◆ **TASKS TO PERFORM**:
1/ According to the heirloom tomato text, why do open pollinated tomato varieties readily produce fruit and seed with the same genetic material as the parent plant?
2/ How many open pollinated tomato varieties does the heirloom tomato text say are documented?
3/ Write the next part of the heirloom tomato text, picking up after its final sentence.

◆ **EXCERPTED PASSAGE**:
=-=-=
What is an Heirloom Tomato Anyway?
There roughly 10,000 varieties of tomatoes documented today, with over 3,000 of those being open pollinated. Open pollinated simply means a tomato plant that is left to pollinate naturally, as opposed to being deliberately crossed with another variety to create a hybrid. The tomato flower is unique in that it contains both sex parts so that it is self-pollinating. Its structure is also such that inadvertent cross pollination with another variety growing nearby is unlikely. These two factors mean that open pollinated varieties readily produce fruits and seed with the exact same genetic material as the parent plant. All heirloom tomatoes are open pollinated, however not all open pollinated tomatoes are heirlooms.
Heirloom tomatoes ready for delivery
“Heirloom” refers to thousands of varieties of tomatoes that have been carefully selected over time for quality and taste, and genetically stabilized through generations by farmers and home gardeners. The genetic diversity of heirlooms finds its way into today’s common hybrid tomato varieties.
=-=-=
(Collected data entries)

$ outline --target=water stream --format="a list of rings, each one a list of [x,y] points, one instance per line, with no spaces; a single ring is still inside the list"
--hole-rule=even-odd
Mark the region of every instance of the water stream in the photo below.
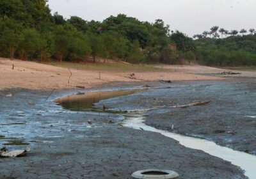
[[[128,95],[141,91],[141,90],[88,93],[78,95],[68,96],[65,98],[57,99],[54,102],[62,105],[63,107],[70,110],[94,111],[95,109],[92,109],[93,104],[98,102],[101,100]],[[104,112],[118,114],[118,111],[105,111]],[[138,130],[143,128],[144,130],[160,133],[164,136],[178,141],[186,147],[202,150],[211,155],[230,162],[234,165],[239,166],[243,169],[245,172],[245,175],[249,178],[256,178],[256,156],[253,155],[221,146],[205,139],[182,136],[147,126],[144,123],[145,114],[143,112],[137,113],[129,113],[126,114],[120,113],[119,114],[124,116],[125,118],[122,122],[122,125],[124,127]]]
[[[130,114],[125,116],[122,125],[134,129],[160,133],[168,137],[178,141],[186,147],[200,150],[211,155],[232,162],[234,165],[244,170],[244,174],[249,178],[256,178],[256,156],[244,152],[221,146],[205,139],[185,136],[166,130],[157,129],[144,123],[145,116],[143,113]]]

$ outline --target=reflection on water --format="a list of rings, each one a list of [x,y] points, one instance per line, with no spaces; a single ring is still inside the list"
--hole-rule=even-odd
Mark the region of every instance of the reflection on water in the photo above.
[[[100,100],[132,95],[145,90],[145,89],[140,89],[77,93],[58,98],[54,100],[54,102],[67,109],[86,111],[90,111],[93,104],[97,103]]]
[[[221,146],[205,139],[185,136],[168,131],[157,129],[144,123],[145,116],[143,114],[127,114],[123,125],[134,129],[151,131],[160,133],[170,138],[178,141],[186,147],[201,150],[211,155],[232,162],[234,165],[244,170],[245,175],[249,178],[256,178],[256,156]]]
[[[144,90],[120,90],[79,93],[58,98],[54,100],[54,102],[58,103],[65,109],[73,111],[93,111],[93,104],[99,102],[101,100],[128,95]],[[105,112],[113,113],[113,111],[108,111]],[[208,141],[205,139],[184,136],[147,126],[144,123],[145,116],[143,113],[140,114],[121,114],[120,112],[117,113],[125,117],[125,120],[123,122],[123,125],[125,127],[139,130],[143,128],[145,130],[160,133],[163,136],[179,141],[181,144],[188,148],[200,150],[211,155],[229,161],[244,170],[245,175],[249,178],[256,178],[256,173],[255,172],[256,157],[255,155],[220,146],[213,142]],[[254,116],[248,117],[253,118]]]

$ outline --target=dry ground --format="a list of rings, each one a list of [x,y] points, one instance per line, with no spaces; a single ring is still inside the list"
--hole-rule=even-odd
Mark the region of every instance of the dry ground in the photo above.
[[[14,65],[14,69],[12,66]],[[70,84],[70,75],[72,75]],[[218,80],[218,77],[198,75],[200,73],[218,73],[223,70],[203,66],[177,65],[131,65],[122,64],[51,63],[45,65],[20,60],[11,61],[0,58],[0,88],[23,88],[27,89],[70,89],[76,86],[86,88],[116,81],[154,81],[160,79],[171,81]],[[101,79],[99,79],[100,72]],[[136,80],[128,78],[135,74]]]

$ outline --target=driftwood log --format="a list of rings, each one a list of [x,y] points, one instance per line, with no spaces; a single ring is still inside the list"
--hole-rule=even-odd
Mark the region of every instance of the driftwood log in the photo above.
[[[202,105],[207,104],[210,102],[211,102],[211,100],[206,100],[206,101],[204,101],[204,102],[193,102],[193,103],[191,103],[191,104],[185,104],[185,105],[179,105],[179,104],[177,104],[177,105],[173,105],[173,107],[186,108],[186,107],[189,107],[190,106]]]
[[[241,75],[241,73],[239,72],[233,72],[231,71],[226,72],[224,71],[223,72],[220,73],[221,75]]]
[[[26,153],[30,151],[30,148],[27,147],[25,150],[15,150],[8,151],[6,147],[0,149],[0,157],[22,157],[26,155]]]

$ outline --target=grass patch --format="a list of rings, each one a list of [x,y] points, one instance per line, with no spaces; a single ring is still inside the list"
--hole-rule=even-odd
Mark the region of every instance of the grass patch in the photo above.
[[[256,72],[256,66],[227,66],[223,67],[223,69],[227,69],[230,70],[239,70],[239,71],[246,71],[246,72]]]
[[[92,71],[108,71],[118,72],[163,72],[163,69],[148,65],[132,65],[125,63],[70,63],[70,62],[50,62],[49,65],[70,68],[77,70]],[[167,70],[166,70],[167,71]]]

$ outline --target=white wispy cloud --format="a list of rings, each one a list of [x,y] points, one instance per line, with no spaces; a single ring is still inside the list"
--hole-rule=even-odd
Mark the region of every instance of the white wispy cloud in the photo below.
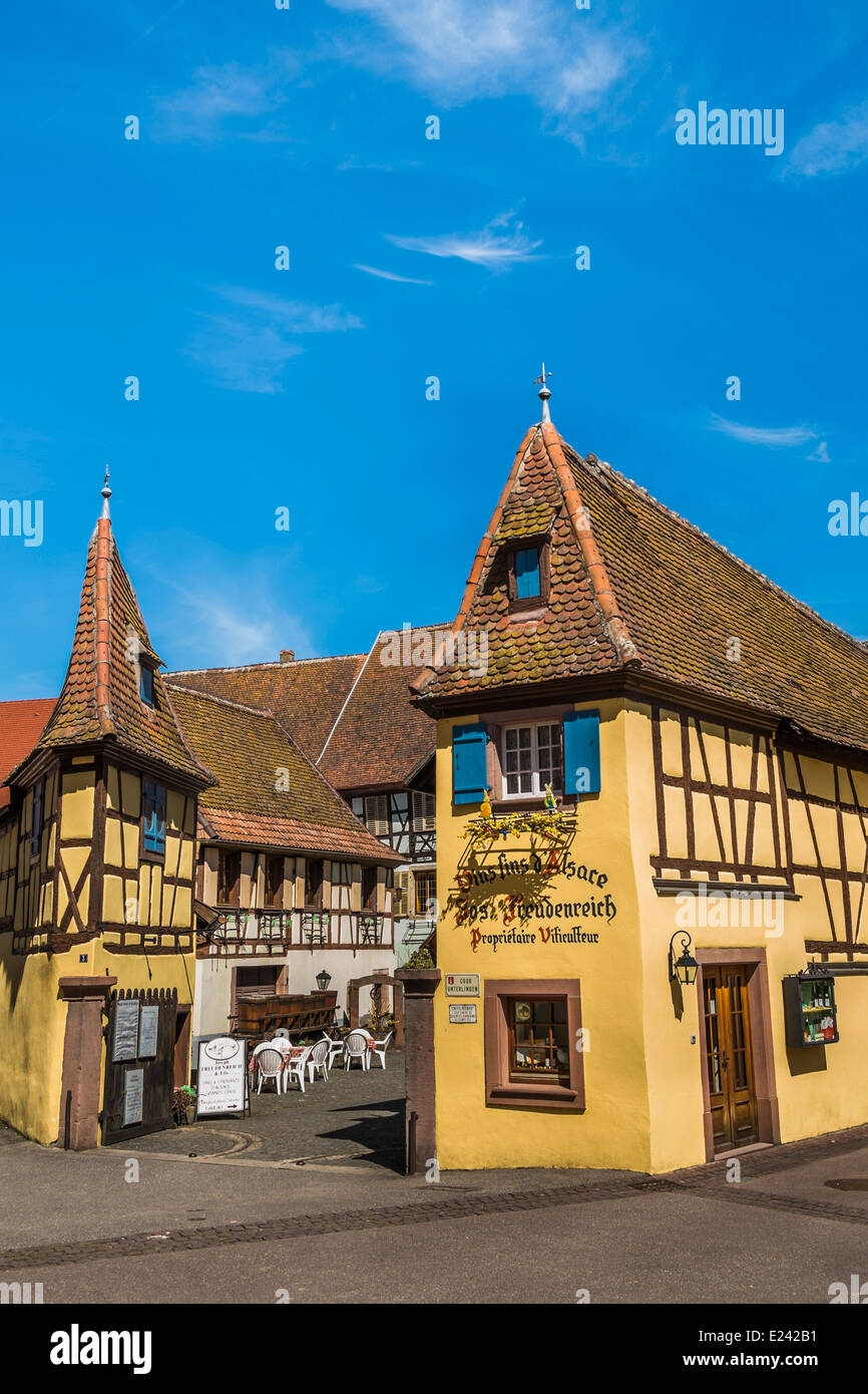
[[[764,445],[772,450],[789,449],[798,445],[808,445],[816,441],[816,431],[809,427],[743,427],[737,421],[727,421],[724,417],[712,417],[712,431],[722,431],[734,441],[745,445]]]
[[[247,314],[203,315],[187,354],[231,392],[283,392],[283,371],[302,351],[300,337],[362,328],[358,315],[340,305],[305,305],[241,286],[222,287],[217,294]]]
[[[435,237],[396,237],[387,233],[386,237],[403,251],[457,256],[489,270],[506,270],[517,262],[539,261],[535,251],[542,245],[539,240],[531,241],[524,223],[516,222],[513,213],[502,213],[481,233],[442,233]]]
[[[793,146],[789,169],[808,178],[842,174],[868,159],[868,102],[823,121]]]
[[[131,555],[137,573],[155,581],[149,615],[170,668],[270,661],[287,643],[297,652],[315,648],[305,619],[277,598],[291,590],[290,560],[230,555],[213,537],[184,530],[141,539]],[[170,576],[153,560],[162,555],[176,558]]]
[[[382,270],[379,266],[362,266],[355,262],[355,270],[364,270],[369,276],[379,276],[380,280],[398,280],[403,286],[433,286],[433,280],[419,280],[417,276],[397,276],[393,270]]]
[[[187,86],[156,98],[156,134],[171,141],[208,142],[234,128],[248,139],[286,139],[273,116],[287,99],[286,78],[295,67],[297,60],[286,52],[273,52],[262,67],[205,64]],[[259,128],[262,117],[268,121]]]
[[[525,95],[570,123],[609,99],[644,49],[620,24],[564,0],[327,0],[371,21],[337,40],[347,63],[439,102]]]

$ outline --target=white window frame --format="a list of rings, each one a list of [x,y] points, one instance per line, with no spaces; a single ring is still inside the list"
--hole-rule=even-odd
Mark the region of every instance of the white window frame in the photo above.
[[[556,726],[557,730],[560,732],[560,781],[559,781],[559,783],[552,783],[552,793],[563,793],[564,792],[563,790],[563,783],[564,783],[564,775],[563,775],[563,760],[564,760],[564,751],[563,751],[563,722],[560,722],[560,721],[521,721],[521,722],[514,722],[510,726],[503,726],[502,728],[502,733],[500,733],[500,772],[502,772],[502,793],[500,793],[500,797],[502,799],[511,800],[511,799],[542,799],[543,797],[543,795],[546,792],[545,786],[549,782],[548,776],[543,778],[543,776],[541,776],[541,772],[539,772],[539,740],[538,740],[538,732],[543,726],[546,729],[550,729],[552,726]],[[507,736],[509,736],[509,733],[511,730],[529,730],[531,732],[531,769],[529,769],[531,788],[529,789],[518,790],[516,793],[510,793],[509,792],[509,778],[510,778],[510,774],[525,774],[527,771],[517,771],[517,769],[509,771],[507,769],[506,746],[507,746]]]

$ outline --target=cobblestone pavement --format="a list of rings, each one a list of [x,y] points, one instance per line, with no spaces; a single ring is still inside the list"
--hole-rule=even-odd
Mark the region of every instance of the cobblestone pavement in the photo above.
[[[346,1157],[403,1171],[404,1054],[386,1052],[386,1069],[333,1069],[287,1094],[269,1082],[251,1096],[249,1118],[215,1118],[114,1143],[109,1151],[187,1157],[237,1156],[259,1161]]]
[[[249,1119],[121,1149],[63,1153],[0,1128],[0,1186],[17,1197],[0,1276],[45,1276],[47,1302],[261,1302],[288,1282],[293,1301],[366,1302],[364,1273],[387,1252],[379,1301],[525,1302],[510,1278],[521,1250],[536,1256],[541,1302],[591,1282],[603,1302],[816,1303],[830,1282],[868,1276],[868,1126],[743,1153],[737,1168],[443,1172],[429,1185],[400,1174],[401,1066],[262,1094]],[[709,1245],[731,1260],[711,1276]]]

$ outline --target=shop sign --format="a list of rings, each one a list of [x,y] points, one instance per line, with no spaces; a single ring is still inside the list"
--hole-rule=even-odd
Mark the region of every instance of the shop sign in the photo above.
[[[124,998],[114,1004],[114,1041],[111,1059],[135,1059],[139,1044],[139,1001],[138,997]]]
[[[128,1069],[124,1072],[124,1128],[131,1124],[141,1124],[142,1104],[145,1100],[145,1071]]]
[[[247,1043],[231,1036],[199,1041],[196,1118],[241,1114],[247,1107]]]
[[[156,1055],[156,1040],[160,1025],[159,1006],[142,1006],[139,1020],[139,1059],[153,1059]]]
[[[567,884],[555,891],[553,878]],[[606,889],[609,875],[555,849],[546,860],[500,852],[488,864],[460,867],[454,885],[447,909],[456,927],[468,928],[474,953],[481,947],[496,953],[511,945],[599,944],[600,931],[617,917],[617,902]],[[449,995],[472,994],[447,988]]]
[[[475,1002],[450,1002],[449,1004],[449,1023],[470,1023],[476,1022],[476,1004]]]
[[[446,974],[446,995],[447,997],[479,997],[479,974],[478,973],[447,973]]]

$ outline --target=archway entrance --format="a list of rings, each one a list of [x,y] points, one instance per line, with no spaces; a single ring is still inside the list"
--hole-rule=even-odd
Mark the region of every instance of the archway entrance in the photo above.
[[[394,1016],[394,1041],[396,1050],[404,1048],[404,988],[397,977],[389,977],[386,973],[369,973],[368,977],[354,977],[347,983],[347,1015],[350,1018],[350,1026],[358,1026],[358,991],[361,987],[379,987],[380,993],[383,987],[392,988],[392,1015]],[[373,994],[372,994],[373,995]],[[380,1001],[380,1012],[383,1012],[386,1004]]]

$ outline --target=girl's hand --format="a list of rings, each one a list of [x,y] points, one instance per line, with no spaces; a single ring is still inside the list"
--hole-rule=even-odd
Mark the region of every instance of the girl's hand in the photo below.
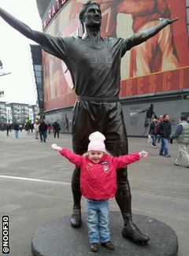
[[[140,158],[146,158],[146,156],[148,155],[148,153],[144,150],[139,152],[139,154]]]
[[[52,144],[51,147],[54,150],[57,150],[57,151],[60,151],[61,150],[61,147],[57,147],[57,144]]]

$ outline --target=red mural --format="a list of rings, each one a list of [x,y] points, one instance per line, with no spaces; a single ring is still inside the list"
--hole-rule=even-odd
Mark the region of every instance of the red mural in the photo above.
[[[160,17],[179,17],[178,21],[165,28],[156,36],[131,50],[128,77],[121,74],[120,98],[188,88],[189,52],[185,0],[97,2],[102,9],[102,37],[117,37],[117,28],[119,31],[125,29],[117,22],[119,13],[130,15],[134,33],[159,23]],[[54,26],[54,35],[68,36],[81,31],[78,17],[82,4],[83,2],[79,0],[72,0],[71,6],[63,8],[50,24]],[[61,17],[68,10],[70,10],[68,24],[64,24],[62,28]],[[43,53],[43,71],[45,110],[73,105],[76,95],[72,89],[72,79],[65,64]]]

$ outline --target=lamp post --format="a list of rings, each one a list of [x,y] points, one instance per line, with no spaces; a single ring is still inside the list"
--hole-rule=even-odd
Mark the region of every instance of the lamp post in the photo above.
[[[2,61],[1,60],[0,60],[0,69],[2,69]],[[6,73],[4,72],[0,72],[0,76],[6,76],[6,75],[9,75],[10,73],[11,73],[11,72],[9,72],[7,73]]]
[[[0,69],[2,69],[2,62],[1,60],[0,60]],[[0,76],[9,75],[10,73],[11,73],[11,72],[7,72],[7,73],[3,72],[0,72]],[[4,91],[0,91],[0,98],[3,97],[3,96],[4,96]]]

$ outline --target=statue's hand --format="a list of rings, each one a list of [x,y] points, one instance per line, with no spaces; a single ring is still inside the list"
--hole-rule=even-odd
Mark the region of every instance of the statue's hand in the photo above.
[[[148,153],[144,150],[139,152],[139,154],[140,158],[146,158],[146,156],[148,155]]]
[[[57,151],[60,151],[60,150],[61,150],[61,147],[57,147],[57,144],[52,144],[52,145],[51,145],[51,147],[52,147],[54,150],[57,150]]]
[[[165,12],[168,8],[167,3],[163,1],[158,1],[157,4],[157,12],[160,13],[160,15],[165,15]]]
[[[176,18],[176,19],[173,19],[173,20],[166,20],[166,19],[165,19],[165,18],[159,18],[159,20],[160,20],[161,22],[166,22],[168,25],[169,25],[169,24],[172,24],[172,23],[173,23],[173,22],[178,20],[179,20],[179,18]]]

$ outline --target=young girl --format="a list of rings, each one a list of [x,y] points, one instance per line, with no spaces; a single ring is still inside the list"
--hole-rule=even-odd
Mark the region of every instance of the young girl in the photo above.
[[[113,250],[109,230],[109,198],[114,197],[117,191],[117,169],[146,158],[147,152],[130,154],[115,158],[105,147],[105,136],[99,132],[89,136],[87,153],[83,156],[76,154],[67,149],[53,144],[69,161],[80,168],[80,190],[87,201],[87,223],[92,251],[98,250],[101,244]]]

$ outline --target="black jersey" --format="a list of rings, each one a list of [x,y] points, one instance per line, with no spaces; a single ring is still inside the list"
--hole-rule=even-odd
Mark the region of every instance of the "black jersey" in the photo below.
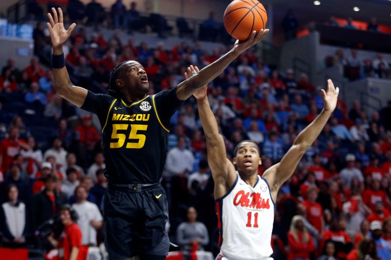
[[[129,104],[88,91],[81,108],[99,118],[105,176],[110,183],[159,181],[167,153],[170,120],[182,103],[176,87]]]

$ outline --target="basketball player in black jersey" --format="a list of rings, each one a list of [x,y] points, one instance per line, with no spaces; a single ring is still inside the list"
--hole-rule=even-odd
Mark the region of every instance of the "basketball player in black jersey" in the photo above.
[[[148,96],[144,67],[128,60],[111,72],[109,95],[95,94],[71,82],[62,44],[76,24],[65,30],[61,8],[58,15],[55,8],[52,11],[52,15],[47,15],[47,27],[56,90],[79,107],[96,114],[102,126],[109,180],[104,220],[109,258],[122,260],[139,255],[141,260],[165,259],[170,243],[165,231],[168,214],[165,193],[159,181],[167,152],[170,118],[183,100],[260,41],[268,30],[253,32],[248,40],[237,42],[226,54],[171,90]]]

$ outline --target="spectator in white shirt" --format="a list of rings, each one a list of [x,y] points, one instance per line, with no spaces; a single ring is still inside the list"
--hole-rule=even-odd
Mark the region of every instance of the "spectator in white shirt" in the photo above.
[[[83,168],[76,164],[76,156],[73,153],[70,153],[66,155],[66,163],[61,167],[60,171],[63,174],[65,174],[66,169],[68,168],[74,168],[77,171],[78,178],[84,176],[84,170]]]
[[[43,155],[44,160],[49,156],[54,157],[57,164],[56,169],[61,168],[66,164],[66,155],[68,153],[62,147],[62,145],[61,140],[58,137],[55,138],[53,141],[53,147],[46,151]]]
[[[0,225],[6,247],[22,247],[26,241],[26,206],[18,200],[18,193],[16,185],[9,185],[7,187],[8,201],[0,208]]]
[[[105,157],[102,153],[98,153],[95,156],[95,162],[89,166],[87,170],[87,176],[89,177],[92,181],[96,181],[96,171],[100,169],[105,169],[106,165],[105,164]]]
[[[77,180],[77,171],[74,168],[68,168],[66,169],[66,179],[63,183],[61,191],[64,192],[68,199],[73,195],[75,189],[79,186],[79,180]]]
[[[95,204],[87,201],[87,192],[84,186],[76,187],[75,196],[77,202],[72,206],[79,216],[76,223],[82,230],[82,244],[96,246],[96,231],[103,223],[99,209]]]
[[[194,164],[194,156],[190,150],[186,149],[186,144],[184,137],[181,136],[178,138],[178,146],[168,152],[164,172],[166,177],[184,176],[191,172]]]
[[[364,181],[363,173],[355,167],[356,157],[354,154],[348,154],[345,157],[347,166],[340,172],[341,178],[344,185],[348,189],[350,188],[352,179],[356,177],[360,182]]]
[[[187,189],[189,193],[195,195],[198,189],[205,189],[210,178],[208,170],[208,161],[205,160],[201,160],[198,164],[198,171],[191,174],[187,179]]]

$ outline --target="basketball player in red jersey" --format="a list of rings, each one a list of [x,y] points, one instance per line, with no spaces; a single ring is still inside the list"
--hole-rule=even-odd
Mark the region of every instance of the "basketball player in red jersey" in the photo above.
[[[189,68],[186,77],[196,74]],[[235,150],[233,161],[226,159],[225,146],[210,108],[206,86],[194,95],[206,137],[208,160],[215,180],[215,198],[221,251],[218,260],[272,259],[271,246],[274,201],[279,190],[292,175],[304,153],[319,136],[335,108],[339,89],[330,80],[322,90],[324,107],[318,117],[297,136],[280,162],[261,178],[260,149],[250,140],[242,141]]]

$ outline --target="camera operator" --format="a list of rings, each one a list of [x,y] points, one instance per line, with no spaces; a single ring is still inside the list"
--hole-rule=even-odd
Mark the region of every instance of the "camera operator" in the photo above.
[[[75,223],[77,220],[77,214],[69,204],[61,206],[60,219],[64,226],[63,232],[58,239],[54,239],[52,233],[47,239],[53,246],[58,249],[58,260],[81,260],[79,253],[82,246],[82,231]]]

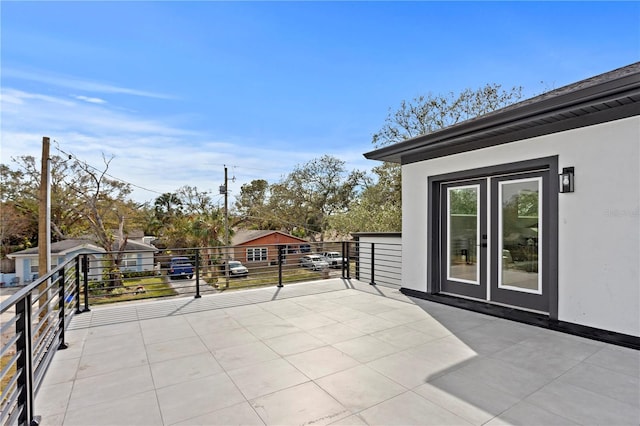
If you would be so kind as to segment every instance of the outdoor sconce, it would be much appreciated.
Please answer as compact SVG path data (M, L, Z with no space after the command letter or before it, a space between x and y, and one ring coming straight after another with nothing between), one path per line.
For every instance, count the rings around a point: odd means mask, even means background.
M563 167L560 178L560 192L573 192L573 167Z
=-=-=
◆ **TASK-BY-TASK OUTPUTS**:
1/ The tomato flower contains both sex parts, so it pollinates itself. Its structure also makes accidental cross-pollination with another variety growing nearby unlikely.

2/ Over 3,000.

3/
Dr. Carolyn Male , a go-to authority on this subject, provides three primary definitions for heirloom tomatoes in her book “100 Heirloom Tomatoes for The American Garden”.
“Commercial Heirlooms” are open-pollinated varieties introduced before 1940, or tomato varieties more than 50 years in circulation. These heirlooms pre-date the modern hybrid era.
“Family Heirlooms” come from seeds that have been passed down for several generations through a family and these may or may not be commercially distributed today.
“Created Heirlooms” start with a genetic cross of two known parents (either two heirlooms or an heirloom and a hybrid) whose successive generations of seeds have been selected, or “dehybridized,” for as many generations that it takes to achieve and stabilize the desired characteristics. This can sometimes take 10 years or more.
So genetically speaking, heirlooms have been selected over many years for specific qualities or traits and eventually stabilized so that the seed from one year will produce the exact same plants and fruit the next year: The offspring are theoretically identical to the parents.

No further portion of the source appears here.